### 练习题组
1) 下面的技术文章提到了 beam search。请依据文中所述，说明使用它的目的及其使用时机。
2) 请根据下面的技术文章作答：
(a) seq-to-seq 由哪两个模型组成？
(b) 桥梁类有哪两个输入？
(c) InitialStateBridge 如何将 [Batch, m] 转换为 [Batch, n]？
3) 请从下面的技术文章中原样抄录一段文字，从“原话：The idea is”开始，一直抄写到“vector (fig. 1)”为止。

### 文档节选
【RNN】深扒能提高预测准确率的beam search

假装爱读书的Flora

2019年07月31日 14:13

收录于文集

共4篇

本文要点：

seq-to-seq 论文作者没提的那些事
Beam Search里面的小心机

大家都知道seq-to-seq，输入是长度为T的sequence，可以输出为长度T‘的sequence，两者不需要相等，使得机器翻译更上一层楼。它由两个LSTM型的RNN模型组成，一个是encoder，一个是decoder。

大家都烂熟于心了，所以今天不讲seq-to-seq论文中已经讲明白的事情，而是讲讲它没细提但是默默在github里面实现的东西，以及不加入训练却能提高inference准确率的神奇的beam search：）

seq-to-seq 论文作者没提的那些事

第一、固定长度的向量具体指LSTM的什么

论文中说用多个LSTM层当encoder，将输入句子浓缩成一个固定长度的向量，再将这个向量作为输入，放进decoder让它生成输出句子

原话：The idea is to use one LSTM to read the input sequence, one timestep at a time, to obtain large fixeddimensional vector representation, and then to use another LSTM to extract the output sequence from that vector (fig. 1)

论文中从头到尾没说这个固定长度的向量到底是啥，看代码知道：

encoder类返回的是(outputs, states)的tuple，这边outputs指的是每一个timestep的h_t, states的话假设使用LSTM cell指的是最后一个timestep做完之后的(h_t, c_t) tuple

第二、桥梁这个类

论文中并没有来得及提到而实际github中能发现：

encoder输出的向量V_e，和decoder输入的向量V_d，假设V_e维度是[batch size, m], V_d维度是[batch size, n]，m和n是可以不一样的，使用一个叫桥梁的类，可以实现不同的逻辑，将V_e转化为V_d

https://github.com/google/seq2seq/blob/master/seq2seq/models/bridges.py#L41-L77

这个类的两个输入：

encoder_outputs: A namedtuple 上面已经讲了这具体是啥

decoder_state_size: decoder的维度也就是上面说的n

桥梁有三种：

ZeroBridge（~~不管encoder妈妈给我吃什么我都只考0分，~~返回[batch, n]的零矩阵）

PassThroughBridge（不管encoder给我吃什么都原样递给decoder，前提是m=n）

InitialStateBridge（一个FC层也就是个[m, n]的矩阵，把[Batch, m]乘成[Batch, n]）https://github.com/google/seq2seq/blob/master/seq2seq/models/bridges.py#L112-L166

Beam Search里面的小心机

论文中说为了提高infer时的准确率，只在训练结束需要预测的时候使用的beam search

什么是beam search呢？

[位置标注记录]

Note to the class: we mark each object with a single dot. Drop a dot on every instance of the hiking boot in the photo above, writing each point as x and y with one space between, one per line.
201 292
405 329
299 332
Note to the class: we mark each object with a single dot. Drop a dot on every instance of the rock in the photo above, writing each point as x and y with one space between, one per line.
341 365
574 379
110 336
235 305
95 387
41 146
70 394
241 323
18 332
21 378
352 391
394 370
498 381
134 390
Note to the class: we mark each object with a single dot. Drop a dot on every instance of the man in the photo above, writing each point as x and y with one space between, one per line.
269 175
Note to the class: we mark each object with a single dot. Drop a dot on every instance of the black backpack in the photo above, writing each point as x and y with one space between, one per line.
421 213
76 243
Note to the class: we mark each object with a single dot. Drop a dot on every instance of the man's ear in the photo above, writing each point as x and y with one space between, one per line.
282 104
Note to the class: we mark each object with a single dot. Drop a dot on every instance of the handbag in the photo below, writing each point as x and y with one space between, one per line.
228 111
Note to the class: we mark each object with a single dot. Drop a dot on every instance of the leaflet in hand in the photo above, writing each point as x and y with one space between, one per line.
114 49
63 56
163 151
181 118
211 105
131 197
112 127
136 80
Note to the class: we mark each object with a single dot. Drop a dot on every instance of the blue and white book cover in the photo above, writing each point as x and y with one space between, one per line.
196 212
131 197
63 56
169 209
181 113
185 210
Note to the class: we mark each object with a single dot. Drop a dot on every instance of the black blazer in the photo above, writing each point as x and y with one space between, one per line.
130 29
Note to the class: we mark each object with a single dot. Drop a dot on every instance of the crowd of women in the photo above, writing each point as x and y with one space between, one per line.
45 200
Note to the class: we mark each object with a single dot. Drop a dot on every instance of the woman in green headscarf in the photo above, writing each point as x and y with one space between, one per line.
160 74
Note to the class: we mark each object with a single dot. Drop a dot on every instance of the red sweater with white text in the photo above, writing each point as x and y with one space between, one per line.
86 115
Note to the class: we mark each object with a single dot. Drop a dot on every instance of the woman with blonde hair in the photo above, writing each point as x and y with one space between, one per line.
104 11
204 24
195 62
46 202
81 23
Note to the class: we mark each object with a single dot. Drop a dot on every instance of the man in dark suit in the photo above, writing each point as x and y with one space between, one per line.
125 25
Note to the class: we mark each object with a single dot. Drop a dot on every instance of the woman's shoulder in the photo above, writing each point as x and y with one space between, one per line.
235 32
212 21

### 最终答案
1) 使用 beam search 是为了提高推断（infer）时的准确率。它不加入训练，只在训练结束、需要预测的时候使用。

2)
(a) 由两个 LSTM 型的 RNN 模型组成，一个是 encoder，一个是 decoder。
(b) encoder_outputs 和 decoder_state_size。
(c) 它用一个 FC 层，即一个 [m, n] 的矩阵，把 [Batch, m] 乘成 [Batch, n]。

3)
原话：The idea is to use one LSTM to read the input sequence, one timestep at a time, to obtain large fixeddimensional vector representation, and then to use another LSTM to extract the output sequence from that vector (fig. 1)